33

I am trying to concat dataframes based on the foll. 2 csv files:

df_a: https://www.dropbox.com/s/slcu7o7yyottujl/df_current.csv?dl=0

df_b: https://www.dropbox.com/s/laveuldraurdpu1/df_climatology.csv?dl=0

Both of these have the same number and names of columns. However, when I do this:

pandas.concat([df_a, df_b])

I get the error:

AssertionError: Number of manager items must equal union of block items
# manager items: 20, # tot_items: 21

How to fix this?

user308827
  • 21,227
  • 87
  • 254
  • 417
  • 1
    Just tried with your data and `pandas==0.17.1` and `concat` works fine. – Stefan Feb 01 '16 at 18:54
  • hmm, not sure what is happening....i still get the error, I am using pandas == 0.17.1 as well – user308827 Feb 01 '16 at 18:59
  • I'm using pandas 0.17.1, Python 2.7.11 on Ubuntu 14.04, and for me it is working fine also. – agold Feb 01 '16 at 19:13
  • I check column names `print df_a.columns == df_b.columns` and output: `[ True True True True True True True True True True True True True True False False True False True False False]` – jezrael Feb 01 '16 at 19:17
  • thanks @jezrael, the column names are not in the same order, but they are all present. – user308827 Feb 01 '16 at 19:21

4 Answers4

44

I believe that this error occurs if the following two conditions are met:

  1. The data frames have different columns. (i.e. (df1.columns == df2.columns) is False
  2. The columns has a repeated value.

### EXTRACTED DATA

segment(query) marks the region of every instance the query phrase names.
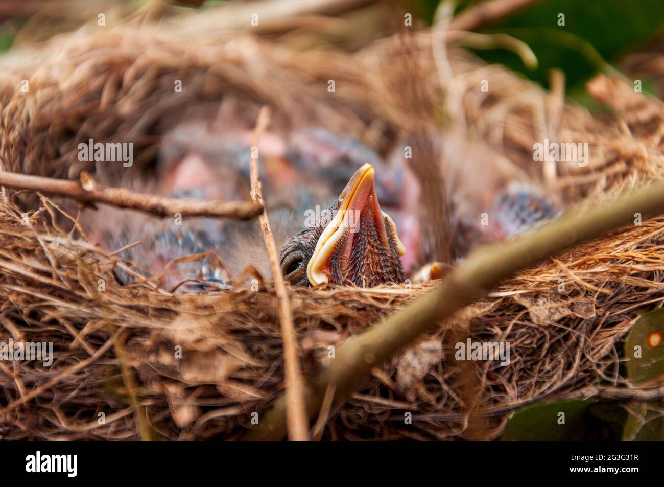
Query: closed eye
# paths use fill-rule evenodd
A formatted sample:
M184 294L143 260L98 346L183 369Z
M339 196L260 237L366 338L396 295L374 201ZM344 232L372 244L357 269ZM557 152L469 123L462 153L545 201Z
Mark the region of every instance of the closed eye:
M295 271L296 271L297 269L299 268L299 266L301 265L302 265L302 259L296 258L295 260L294 260L293 262L291 262L290 264L288 264L288 268L286 269L286 275L288 276L294 272Z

### ACTIONS TO TAKE
(a) In the pandas concat thread, what did the asker find about the column names after checking them?
(b) Continue the pandas concat thread from the point at which it stops.
The data play no part in these tasks.

### TASK RESPONSES
(a) The column names were all present but not in the same order.

(b)
Basically if you concat dataframes with columns [A,B,C] and [B,C,D] it can work out to make one series for each distinct column name. So if I try to join a third dataframe [B,B,C] it does not know which column to append and ends up with fewer distinct columns than it thinks it needs.

If your dataframes are such that df1.columns == df2.columns then it will work anyway. So you can join [B,B,C] to [B,B,C], but not to [C,B,B], as if the columns are identical it probably just uses the integer indexes or something.

Daniel Holmes
  • 1,952
  • 2
  • 17
  • 28
phil_20686
  • 4,000
  • 21
  • 38
  • Best explanation I've seen on this issue. Thanks. – Jonathan Nappee Nov 15 '18 at 15:10
  • I was having a problem in the spatial extension geopandas where the `.overlay()` operation was failing due to an error very similar to the original post. It seems that if you have the same column name if both geodataframes, it will enumerate them in the output dataframe ONLY ONCE. On the third overlay operation, it will throw this error. So if you are making a chain-overlay, make sure the column names are different for each geodataframe in the chain. – wfgeo Aug 16 '19 at 11:31
  • Thanks! & FYI to find duplicate columns: duplicates = df.columns.duplicated(keep=False) [x[0] for x in tuple(zip(df.columns , duplicates)) if x[1]] – Wouter Feb 08 '20 at 09:00
  • Repeated Columns! Of course, thanks a lot for the clear answer ! – FiercestJim Dec 16 '20 at 20:54
9

The answers here did not solve my issue, but this answer did.

The Issue was duplicated columns in one or both DataFrames.

Here's a duplicated column fix(as per answer above):

df = df.loc[:,~df.columns.duplicated()]
Ukrainian-serge
  • 854
  • 7
  • 12
6

You can get around this issue with a 'manual' concatenation, in this case your

list_of_dfs = [df_a, df_b]

And instead of running

giant_concat_df = pd.concat(list_of_dfs,0)

You can use turn all of the dataframes to a list of dictionaries and then make a new data frame from these lists (merged with chain)

from itertools import chain
list_of_dicts = [cur_df.T.to_dict().values() for cur_df in list_of_dfs]    
giant_concat_df = pd.DataFrame(list(chain(*list_of_dicts)))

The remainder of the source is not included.